From the January 2020 issue

In pursuit of Planet Nine

A slew of oddly orbiting objects seems to suggest a massive and as yet unseen world is skulking in the outer reaches of our solar system.
By | Published: January 3, 2020 | Last updated on May 18, 2023
The hypothetical world called Planet Nine is expected to be a super-Earth or sub-Neptune planet with an orbit that potentially takes it dozens of times farther from the Sun than the dwarf planet Pluto. 
NASA/JPL-Caltech/R. Hurt (IPAC)

Just over a year ago, a trio of astronomers set a record for the most distant object ever discovered in the solar system. Because the small world was found more than three times farther from the Sun than Pluto, the team fittingly dubbed it FarOut.

But FarOut’s incredible distance of about 123 astronomical units — where 1 astronomical unit (AU) equals the average distance between the Sun and Earth — isn’t the only thing that makes this world intriguing. In recent years, the same group of researchers have uncovered a handful of other extremely distant bodies. And, much to their surprise, they have determined many of these objects make their closest approach to the Sun, or reach perihelion, at about the same point in space. 

The researchers believe this growing list of clustered objects — which FarOut is suspected to be a part of — is the best evidence yet for the existence of an elusive world lurking in the outer fringes of our solar system. A world called Planet Nine. 


Finding far-flung objects

Scott Sheppard and his team have made the news a lot lately for their ever-growing list of distant discoveries. This is because Sheppard, an astronomer at the Carnegie Institution for Science, and fellow astronomers Chad Trujillo of Northern Arizona University and David Tholen of the University of Hawai‘i, are carrying out the most comprehensive survey of solar system objects beyond Pluto to date. According to Sheppard, since the team’s survey began in 2012, it has netted about 80 percent of all solar system objects discovered beyond 60 AU.

====================

Continue the Planet Nine article from where it stops.

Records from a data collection

====================

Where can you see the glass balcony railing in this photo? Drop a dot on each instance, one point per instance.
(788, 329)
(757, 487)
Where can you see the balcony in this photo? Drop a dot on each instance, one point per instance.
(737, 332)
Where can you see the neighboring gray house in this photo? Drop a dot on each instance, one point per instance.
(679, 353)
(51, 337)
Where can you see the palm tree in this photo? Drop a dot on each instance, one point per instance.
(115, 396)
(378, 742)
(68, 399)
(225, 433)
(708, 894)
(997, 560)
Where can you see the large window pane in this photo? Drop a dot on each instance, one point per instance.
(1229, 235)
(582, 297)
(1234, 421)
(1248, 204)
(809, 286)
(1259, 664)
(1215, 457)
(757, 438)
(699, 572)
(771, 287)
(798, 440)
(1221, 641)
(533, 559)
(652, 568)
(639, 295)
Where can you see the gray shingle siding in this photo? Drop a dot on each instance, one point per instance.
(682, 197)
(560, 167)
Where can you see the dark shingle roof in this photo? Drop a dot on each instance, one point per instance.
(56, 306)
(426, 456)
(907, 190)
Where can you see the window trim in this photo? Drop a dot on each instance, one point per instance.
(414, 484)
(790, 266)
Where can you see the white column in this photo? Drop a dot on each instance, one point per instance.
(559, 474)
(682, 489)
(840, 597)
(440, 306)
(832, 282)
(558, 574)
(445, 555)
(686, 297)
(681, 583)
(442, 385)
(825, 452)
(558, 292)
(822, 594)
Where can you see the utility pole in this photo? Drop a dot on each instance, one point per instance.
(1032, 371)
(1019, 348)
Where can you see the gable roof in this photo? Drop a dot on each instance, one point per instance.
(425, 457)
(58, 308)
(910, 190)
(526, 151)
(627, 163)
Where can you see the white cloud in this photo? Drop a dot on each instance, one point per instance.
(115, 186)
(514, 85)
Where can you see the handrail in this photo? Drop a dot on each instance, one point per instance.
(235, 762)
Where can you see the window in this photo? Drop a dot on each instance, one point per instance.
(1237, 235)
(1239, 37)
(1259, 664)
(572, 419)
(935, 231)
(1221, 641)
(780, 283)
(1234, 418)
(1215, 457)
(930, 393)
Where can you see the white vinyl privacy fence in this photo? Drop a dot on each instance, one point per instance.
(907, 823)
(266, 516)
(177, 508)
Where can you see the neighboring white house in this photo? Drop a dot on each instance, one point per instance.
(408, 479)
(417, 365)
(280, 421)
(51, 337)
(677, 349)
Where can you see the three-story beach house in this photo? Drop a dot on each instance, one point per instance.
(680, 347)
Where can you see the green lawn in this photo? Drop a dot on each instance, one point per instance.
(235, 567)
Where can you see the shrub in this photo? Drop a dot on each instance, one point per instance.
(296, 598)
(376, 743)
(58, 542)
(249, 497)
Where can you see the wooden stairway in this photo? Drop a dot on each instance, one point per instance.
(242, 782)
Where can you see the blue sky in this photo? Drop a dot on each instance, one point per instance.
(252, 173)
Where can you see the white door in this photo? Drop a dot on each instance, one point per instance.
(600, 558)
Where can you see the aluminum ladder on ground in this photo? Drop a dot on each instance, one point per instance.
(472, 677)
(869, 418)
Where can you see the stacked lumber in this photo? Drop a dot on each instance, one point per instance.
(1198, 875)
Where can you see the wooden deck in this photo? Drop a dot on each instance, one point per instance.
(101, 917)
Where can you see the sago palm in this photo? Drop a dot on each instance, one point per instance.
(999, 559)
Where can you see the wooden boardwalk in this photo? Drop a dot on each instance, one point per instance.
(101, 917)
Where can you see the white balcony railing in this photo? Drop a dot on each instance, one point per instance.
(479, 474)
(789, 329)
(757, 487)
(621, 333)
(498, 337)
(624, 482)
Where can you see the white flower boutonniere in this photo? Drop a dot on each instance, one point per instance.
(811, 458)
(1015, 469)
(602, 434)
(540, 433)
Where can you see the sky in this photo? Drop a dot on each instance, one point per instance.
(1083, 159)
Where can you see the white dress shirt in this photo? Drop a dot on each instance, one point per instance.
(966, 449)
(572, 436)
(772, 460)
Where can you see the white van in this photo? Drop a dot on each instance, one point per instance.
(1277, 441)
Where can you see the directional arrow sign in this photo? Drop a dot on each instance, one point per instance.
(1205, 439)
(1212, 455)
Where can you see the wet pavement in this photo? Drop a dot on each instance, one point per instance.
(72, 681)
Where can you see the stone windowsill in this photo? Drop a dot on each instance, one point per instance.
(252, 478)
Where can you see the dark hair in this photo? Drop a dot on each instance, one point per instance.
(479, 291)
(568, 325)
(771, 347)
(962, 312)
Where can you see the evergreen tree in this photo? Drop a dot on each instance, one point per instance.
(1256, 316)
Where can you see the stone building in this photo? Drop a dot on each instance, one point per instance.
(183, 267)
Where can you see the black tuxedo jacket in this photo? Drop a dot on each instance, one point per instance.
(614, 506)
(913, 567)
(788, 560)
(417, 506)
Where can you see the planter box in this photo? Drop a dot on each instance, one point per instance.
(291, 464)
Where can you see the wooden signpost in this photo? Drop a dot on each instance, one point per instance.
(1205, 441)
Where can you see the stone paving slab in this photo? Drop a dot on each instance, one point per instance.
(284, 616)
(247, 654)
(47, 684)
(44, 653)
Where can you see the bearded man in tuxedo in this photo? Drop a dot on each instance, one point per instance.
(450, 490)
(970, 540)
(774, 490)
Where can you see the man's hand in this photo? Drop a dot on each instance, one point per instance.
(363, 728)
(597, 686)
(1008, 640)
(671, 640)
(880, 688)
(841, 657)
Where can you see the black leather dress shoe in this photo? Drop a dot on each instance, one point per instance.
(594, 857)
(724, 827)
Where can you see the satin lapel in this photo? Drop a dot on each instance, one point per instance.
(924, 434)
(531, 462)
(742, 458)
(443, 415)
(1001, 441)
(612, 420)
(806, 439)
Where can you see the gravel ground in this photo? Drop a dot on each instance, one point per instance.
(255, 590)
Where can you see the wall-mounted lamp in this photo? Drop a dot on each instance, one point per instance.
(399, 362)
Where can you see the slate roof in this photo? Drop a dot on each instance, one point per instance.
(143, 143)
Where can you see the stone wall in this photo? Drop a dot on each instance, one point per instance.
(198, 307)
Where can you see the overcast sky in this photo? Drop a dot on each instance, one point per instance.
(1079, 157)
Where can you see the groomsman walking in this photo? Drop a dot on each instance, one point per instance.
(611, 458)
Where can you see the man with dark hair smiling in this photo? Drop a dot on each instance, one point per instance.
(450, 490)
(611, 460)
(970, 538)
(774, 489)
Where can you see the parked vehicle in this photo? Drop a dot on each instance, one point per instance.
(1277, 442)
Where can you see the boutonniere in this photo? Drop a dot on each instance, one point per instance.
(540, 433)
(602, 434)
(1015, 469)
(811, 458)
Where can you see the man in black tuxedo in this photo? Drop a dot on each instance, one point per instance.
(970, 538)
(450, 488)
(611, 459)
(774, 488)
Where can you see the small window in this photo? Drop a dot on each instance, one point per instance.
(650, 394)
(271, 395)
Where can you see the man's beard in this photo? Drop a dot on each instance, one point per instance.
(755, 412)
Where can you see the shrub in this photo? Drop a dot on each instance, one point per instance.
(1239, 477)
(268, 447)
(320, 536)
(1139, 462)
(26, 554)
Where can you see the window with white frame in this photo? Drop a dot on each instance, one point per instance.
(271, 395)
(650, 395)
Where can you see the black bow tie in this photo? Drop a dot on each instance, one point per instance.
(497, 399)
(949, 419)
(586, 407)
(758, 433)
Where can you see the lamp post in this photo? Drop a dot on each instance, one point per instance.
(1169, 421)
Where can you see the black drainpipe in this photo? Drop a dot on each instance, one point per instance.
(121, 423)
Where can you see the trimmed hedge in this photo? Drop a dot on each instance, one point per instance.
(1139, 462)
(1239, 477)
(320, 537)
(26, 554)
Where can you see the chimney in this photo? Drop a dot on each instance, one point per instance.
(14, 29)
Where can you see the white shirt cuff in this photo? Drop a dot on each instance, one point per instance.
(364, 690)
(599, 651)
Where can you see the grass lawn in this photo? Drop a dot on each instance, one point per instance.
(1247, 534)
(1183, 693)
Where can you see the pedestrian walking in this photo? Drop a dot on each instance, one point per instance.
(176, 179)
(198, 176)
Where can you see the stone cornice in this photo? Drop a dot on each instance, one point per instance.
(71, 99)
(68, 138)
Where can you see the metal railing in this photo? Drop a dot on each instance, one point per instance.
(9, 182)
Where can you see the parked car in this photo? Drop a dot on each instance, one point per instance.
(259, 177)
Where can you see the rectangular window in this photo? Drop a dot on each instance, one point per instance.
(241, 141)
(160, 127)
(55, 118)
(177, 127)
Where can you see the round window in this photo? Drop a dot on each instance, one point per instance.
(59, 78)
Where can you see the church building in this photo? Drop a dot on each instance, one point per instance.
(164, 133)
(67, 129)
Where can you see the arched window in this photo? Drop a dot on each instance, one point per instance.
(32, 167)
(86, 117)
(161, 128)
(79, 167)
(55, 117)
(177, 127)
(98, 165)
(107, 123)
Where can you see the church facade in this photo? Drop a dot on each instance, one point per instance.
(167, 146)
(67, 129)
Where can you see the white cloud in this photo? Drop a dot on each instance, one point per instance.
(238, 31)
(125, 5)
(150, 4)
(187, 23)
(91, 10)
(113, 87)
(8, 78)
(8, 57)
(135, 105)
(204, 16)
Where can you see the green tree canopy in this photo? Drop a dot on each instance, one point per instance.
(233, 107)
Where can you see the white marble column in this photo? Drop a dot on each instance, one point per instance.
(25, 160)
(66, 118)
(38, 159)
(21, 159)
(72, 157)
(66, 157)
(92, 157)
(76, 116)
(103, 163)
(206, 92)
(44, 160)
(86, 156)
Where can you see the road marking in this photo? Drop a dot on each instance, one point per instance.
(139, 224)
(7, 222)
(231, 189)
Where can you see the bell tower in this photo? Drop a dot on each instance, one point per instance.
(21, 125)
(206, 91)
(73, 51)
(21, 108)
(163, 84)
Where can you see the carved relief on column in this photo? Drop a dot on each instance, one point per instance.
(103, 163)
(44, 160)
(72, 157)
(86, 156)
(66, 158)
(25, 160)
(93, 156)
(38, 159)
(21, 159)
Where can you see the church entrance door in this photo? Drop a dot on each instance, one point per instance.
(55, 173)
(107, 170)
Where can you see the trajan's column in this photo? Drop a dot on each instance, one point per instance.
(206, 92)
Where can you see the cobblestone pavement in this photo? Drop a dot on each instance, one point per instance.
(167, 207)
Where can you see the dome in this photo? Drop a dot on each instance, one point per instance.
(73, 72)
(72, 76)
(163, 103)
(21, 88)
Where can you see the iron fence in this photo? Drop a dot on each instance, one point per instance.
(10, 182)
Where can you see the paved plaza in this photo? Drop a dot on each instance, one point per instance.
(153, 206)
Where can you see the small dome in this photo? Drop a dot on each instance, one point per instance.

====================

Exercise result:
But Sheppard and his team aren’t done yet. Over the next few years, they expect their survey to spot many more distant and faint trans-Neptunian objects (TNOs), which are frozen, rocky bodies located past Neptune in a region called the Kuiper Belt. “We have covered about 25 percent of the sky to date in our survey,” Sheppard says. 

And although FarOut, which is thought to be about 310 miles (500 kilometers) wide, is almost at the observational limit of their telescopes, the larger the object, the easier it is to spot. So, Sheppard says, they should be able to detect few slightly bigger objects located even farther away. 

Through their survey, Sheppard and his team are working to bolster the number of known distant objects like FarOut. This, they hope, will give them a better sense of what’s aligning the orbits of many of these far-flung bodies, possibly helping them finally track down Planet Nine. 


To carry out their survey of the most distant objects in the solar system, Sheppard and his colleagues rely on the Subaru Telescope. 

Robert Linsdell/Flickr
However, Sheppard stresses that FarOut doesn’t serve as evidence for Planet Nine just yet. Because FarOut is so, well, far out, it’s very difficult to pin down its orbit. This makes it tough to tell whether the new find is actually a member of the unique group of TNOs that hint at the existence of Planet Nine, or if it’s just a run-of-the-mill object in a relatively boring, albeit distant, orbit. 

Although Sheppard and his team are already pretty confident about FarOut’s speed (and therefore its distance), in order to confirm FarOut’s orbital path, they must first collect more images of it moving through the sky. “You need a year-long arc on it to actually get the orbit down,” Sheppard says. And because they don’t have a year’s worth of data for FarOut yet, he says, “we need another observation in November [2019] to actually get a reliable orbit.” At the time of this writing, Sheppard is eagerly awaiting the new November data.

But FarOut isn’t the only world that might help point the way to Planet Nine. In October 2018, the researchers announced the confirmation of another distant discovery called 2015 TG387, which, in the spirit of Halloween, they nicknamed The Goblin. Though the 200-mile-wide (320 km) icy rock was first seen about 80 AU away, it has a particularly eccentric orbit, which means it swings exceptionally far from the Sun. “The Goblin’s orbit is very large. It has a semimajor axis of some 1,000 AU,” Sheppard says, “meaning it takes some 40,000 years to go around the Sun once.”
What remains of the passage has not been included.